— Exercise instructions —
Write out the items below without changing anything, from the line containing "jacket by giving the bounding box." through the line containing "[178,56,279,207]", both included.

— Data —
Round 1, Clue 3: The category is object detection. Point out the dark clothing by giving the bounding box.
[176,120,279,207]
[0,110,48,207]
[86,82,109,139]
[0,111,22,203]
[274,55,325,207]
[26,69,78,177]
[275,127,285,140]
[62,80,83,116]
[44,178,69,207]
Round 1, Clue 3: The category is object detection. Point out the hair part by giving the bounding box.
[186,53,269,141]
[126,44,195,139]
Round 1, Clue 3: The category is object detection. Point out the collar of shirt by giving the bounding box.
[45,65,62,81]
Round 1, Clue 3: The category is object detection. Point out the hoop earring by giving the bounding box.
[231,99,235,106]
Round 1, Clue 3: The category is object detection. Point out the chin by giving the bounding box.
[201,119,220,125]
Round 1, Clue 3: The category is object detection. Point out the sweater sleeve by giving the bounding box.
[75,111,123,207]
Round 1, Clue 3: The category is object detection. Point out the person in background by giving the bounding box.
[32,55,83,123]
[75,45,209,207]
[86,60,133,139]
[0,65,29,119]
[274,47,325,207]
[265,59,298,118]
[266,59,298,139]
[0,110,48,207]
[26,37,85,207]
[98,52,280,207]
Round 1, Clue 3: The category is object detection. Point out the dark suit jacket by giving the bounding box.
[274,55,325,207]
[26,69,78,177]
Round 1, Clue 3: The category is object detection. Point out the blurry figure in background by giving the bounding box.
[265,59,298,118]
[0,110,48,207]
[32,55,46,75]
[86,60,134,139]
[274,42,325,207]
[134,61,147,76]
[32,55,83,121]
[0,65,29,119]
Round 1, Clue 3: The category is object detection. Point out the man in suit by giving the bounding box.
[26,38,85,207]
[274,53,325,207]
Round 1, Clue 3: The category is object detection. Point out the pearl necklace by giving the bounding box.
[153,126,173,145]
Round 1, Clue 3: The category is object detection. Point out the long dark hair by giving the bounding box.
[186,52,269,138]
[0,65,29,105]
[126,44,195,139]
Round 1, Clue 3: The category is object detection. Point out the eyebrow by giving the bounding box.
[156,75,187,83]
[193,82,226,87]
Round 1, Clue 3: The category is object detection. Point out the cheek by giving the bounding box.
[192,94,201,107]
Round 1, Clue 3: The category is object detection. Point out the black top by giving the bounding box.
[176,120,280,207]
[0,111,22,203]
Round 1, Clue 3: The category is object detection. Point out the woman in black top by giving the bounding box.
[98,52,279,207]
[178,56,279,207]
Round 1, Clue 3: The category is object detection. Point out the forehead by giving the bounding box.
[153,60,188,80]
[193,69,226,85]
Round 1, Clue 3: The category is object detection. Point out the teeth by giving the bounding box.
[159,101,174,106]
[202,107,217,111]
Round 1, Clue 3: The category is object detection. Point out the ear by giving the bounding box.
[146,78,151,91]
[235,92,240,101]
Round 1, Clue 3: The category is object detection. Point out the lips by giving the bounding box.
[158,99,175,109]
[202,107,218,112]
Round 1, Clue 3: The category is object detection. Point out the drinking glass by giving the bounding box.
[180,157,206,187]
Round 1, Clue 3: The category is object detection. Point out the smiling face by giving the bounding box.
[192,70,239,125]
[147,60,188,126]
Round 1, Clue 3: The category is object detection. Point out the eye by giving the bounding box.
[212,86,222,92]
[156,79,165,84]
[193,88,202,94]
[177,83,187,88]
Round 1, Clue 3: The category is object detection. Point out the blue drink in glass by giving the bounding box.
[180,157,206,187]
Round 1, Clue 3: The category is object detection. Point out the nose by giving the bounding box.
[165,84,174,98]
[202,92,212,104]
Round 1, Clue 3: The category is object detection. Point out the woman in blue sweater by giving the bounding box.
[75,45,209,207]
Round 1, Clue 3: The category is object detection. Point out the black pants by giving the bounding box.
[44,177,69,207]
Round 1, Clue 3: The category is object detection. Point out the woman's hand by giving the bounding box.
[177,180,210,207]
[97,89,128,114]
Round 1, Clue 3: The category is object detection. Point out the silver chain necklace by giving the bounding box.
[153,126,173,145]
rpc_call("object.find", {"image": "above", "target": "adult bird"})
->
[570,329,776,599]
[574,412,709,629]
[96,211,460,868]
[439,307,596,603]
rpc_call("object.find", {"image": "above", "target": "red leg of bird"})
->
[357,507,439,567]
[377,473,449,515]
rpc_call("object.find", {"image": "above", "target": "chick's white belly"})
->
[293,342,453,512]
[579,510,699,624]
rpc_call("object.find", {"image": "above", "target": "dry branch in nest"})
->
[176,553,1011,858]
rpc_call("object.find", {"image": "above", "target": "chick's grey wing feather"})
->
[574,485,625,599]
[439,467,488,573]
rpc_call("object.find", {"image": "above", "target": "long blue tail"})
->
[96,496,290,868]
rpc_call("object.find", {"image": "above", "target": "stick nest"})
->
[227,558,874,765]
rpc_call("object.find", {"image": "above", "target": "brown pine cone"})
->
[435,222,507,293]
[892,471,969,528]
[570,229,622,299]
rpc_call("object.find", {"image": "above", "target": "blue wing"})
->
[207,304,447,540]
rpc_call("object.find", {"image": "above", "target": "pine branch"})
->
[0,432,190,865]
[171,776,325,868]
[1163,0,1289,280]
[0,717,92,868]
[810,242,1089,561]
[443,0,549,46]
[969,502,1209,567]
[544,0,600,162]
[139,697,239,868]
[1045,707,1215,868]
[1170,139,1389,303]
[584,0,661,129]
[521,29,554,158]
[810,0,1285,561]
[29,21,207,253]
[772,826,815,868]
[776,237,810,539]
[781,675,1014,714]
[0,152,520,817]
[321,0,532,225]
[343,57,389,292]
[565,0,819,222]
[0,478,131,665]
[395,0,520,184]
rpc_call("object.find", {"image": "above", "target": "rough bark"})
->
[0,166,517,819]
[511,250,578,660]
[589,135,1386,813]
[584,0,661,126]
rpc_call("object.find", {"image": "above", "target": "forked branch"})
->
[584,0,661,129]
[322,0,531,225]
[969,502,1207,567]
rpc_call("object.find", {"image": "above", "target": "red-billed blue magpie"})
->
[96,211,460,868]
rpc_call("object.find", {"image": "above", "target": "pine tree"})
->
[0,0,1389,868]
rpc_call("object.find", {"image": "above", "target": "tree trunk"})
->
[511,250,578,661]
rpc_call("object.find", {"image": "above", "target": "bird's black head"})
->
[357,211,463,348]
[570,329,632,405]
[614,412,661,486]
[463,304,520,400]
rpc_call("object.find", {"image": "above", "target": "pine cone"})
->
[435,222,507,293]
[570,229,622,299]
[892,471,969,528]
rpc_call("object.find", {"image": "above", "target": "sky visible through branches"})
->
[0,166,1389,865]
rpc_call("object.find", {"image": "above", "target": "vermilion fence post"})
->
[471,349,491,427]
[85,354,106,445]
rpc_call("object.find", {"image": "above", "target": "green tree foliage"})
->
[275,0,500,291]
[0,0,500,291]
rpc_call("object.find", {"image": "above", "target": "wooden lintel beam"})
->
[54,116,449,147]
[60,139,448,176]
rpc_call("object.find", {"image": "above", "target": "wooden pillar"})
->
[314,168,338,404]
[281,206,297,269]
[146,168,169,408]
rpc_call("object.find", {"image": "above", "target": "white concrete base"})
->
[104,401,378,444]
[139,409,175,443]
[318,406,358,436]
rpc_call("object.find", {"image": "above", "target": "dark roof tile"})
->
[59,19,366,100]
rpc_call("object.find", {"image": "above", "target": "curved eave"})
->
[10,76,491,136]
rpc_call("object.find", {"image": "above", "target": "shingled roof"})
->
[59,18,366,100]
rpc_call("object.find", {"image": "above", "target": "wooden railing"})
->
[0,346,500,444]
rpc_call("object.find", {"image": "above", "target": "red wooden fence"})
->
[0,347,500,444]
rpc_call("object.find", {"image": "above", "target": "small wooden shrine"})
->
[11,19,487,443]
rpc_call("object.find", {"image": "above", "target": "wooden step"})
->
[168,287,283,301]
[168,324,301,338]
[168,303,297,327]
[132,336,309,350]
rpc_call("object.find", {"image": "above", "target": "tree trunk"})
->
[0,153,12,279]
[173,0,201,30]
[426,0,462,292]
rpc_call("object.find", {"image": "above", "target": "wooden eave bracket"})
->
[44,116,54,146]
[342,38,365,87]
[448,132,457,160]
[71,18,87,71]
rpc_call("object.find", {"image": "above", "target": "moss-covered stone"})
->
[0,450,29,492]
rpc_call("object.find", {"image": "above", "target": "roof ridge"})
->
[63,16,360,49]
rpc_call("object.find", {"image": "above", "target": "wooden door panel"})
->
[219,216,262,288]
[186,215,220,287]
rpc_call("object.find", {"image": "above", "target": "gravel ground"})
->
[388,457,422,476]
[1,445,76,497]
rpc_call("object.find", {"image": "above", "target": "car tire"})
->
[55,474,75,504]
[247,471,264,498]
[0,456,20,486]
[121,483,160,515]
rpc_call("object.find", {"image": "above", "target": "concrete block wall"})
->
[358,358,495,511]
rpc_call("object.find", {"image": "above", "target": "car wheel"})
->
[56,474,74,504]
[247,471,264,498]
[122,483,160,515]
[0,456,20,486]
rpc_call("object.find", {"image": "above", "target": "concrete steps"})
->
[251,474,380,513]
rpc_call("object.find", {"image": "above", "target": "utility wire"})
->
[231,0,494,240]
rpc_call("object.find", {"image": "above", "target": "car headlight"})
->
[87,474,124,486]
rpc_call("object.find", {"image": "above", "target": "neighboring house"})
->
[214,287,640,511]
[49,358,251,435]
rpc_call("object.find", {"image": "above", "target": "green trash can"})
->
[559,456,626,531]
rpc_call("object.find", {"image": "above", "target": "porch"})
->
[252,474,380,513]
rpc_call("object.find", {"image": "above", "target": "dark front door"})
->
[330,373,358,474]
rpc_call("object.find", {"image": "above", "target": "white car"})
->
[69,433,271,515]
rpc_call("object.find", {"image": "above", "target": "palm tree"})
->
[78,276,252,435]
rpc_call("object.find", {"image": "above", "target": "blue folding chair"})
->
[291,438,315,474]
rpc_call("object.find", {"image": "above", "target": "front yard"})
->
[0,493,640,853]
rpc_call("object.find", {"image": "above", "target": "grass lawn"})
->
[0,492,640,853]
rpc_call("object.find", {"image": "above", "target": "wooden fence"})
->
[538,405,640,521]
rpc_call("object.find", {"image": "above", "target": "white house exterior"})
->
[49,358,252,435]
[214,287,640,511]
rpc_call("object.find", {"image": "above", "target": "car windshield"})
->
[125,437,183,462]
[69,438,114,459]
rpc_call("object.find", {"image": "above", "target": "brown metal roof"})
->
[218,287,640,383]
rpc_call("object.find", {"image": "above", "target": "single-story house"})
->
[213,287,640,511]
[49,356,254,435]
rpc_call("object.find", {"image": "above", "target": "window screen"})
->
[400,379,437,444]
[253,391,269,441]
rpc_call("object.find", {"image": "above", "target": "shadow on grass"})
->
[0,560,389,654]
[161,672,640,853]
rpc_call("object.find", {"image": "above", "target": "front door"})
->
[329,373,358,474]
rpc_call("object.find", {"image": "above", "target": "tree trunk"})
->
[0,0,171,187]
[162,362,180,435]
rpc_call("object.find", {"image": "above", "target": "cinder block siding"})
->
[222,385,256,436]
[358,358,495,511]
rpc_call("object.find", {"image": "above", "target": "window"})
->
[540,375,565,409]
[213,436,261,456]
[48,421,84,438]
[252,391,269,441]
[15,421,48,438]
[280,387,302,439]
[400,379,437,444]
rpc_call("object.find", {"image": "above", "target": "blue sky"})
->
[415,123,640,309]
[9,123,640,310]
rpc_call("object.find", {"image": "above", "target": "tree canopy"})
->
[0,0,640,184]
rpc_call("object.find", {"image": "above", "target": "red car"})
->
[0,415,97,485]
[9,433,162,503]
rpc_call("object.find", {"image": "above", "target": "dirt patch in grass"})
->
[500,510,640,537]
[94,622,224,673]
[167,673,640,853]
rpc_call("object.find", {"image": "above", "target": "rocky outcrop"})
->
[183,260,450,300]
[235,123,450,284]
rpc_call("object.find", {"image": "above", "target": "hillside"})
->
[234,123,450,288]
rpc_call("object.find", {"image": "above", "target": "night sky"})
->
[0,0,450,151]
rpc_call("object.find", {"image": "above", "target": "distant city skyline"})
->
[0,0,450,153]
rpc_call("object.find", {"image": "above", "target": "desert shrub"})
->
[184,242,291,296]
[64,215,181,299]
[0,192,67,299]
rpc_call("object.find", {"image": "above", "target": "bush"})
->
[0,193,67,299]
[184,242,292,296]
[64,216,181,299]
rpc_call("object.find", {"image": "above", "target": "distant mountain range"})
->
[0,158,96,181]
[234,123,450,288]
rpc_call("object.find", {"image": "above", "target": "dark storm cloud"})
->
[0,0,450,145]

— The result —
Round 1, Clue 3: The category is object detection. Point out the dark suit jacket by giving the bounding box.
[274,55,325,207]
[26,69,78,177]
Round 1, Clue 3: The category is object detection. Point out the blurry figure in background by giving the bounding box.
[265,59,298,118]
[0,110,48,207]
[32,55,46,75]
[86,60,134,139]
[274,42,325,207]
[134,61,147,76]
[32,55,83,121]
[0,65,29,119]
Round 1, Clue 3: The category is object detection. Point out the man in suit by giving the bounding box.
[26,38,85,207]
[274,53,325,207]
Round 1, Clue 3: The category is object detection. Point out the pearl necklace by giving the bounding box.
[153,126,173,145]
Round 1, Clue 3: The category is object detection. Point out the long dark hair by giving the bounding box.
[186,52,269,138]
[0,65,29,105]
[126,44,195,139]
Round 1, Clue 3: The category is object detection. Point out the eyebrow by giving the bounding box.
[156,75,187,83]
[193,82,226,87]
Round 1, Clue 3: The category is object detection. Point out the cheek by giving the bounding box.
[192,94,201,107]
Round 1, Clue 3: The category is object detection. Point out the black top by giving the bounding box.
[176,120,280,207]
[0,111,22,203]
Round 1, Clue 3: The category is object detection. Point out the woman in black top by giving the bounding box.
[98,52,279,207]
[178,56,279,207]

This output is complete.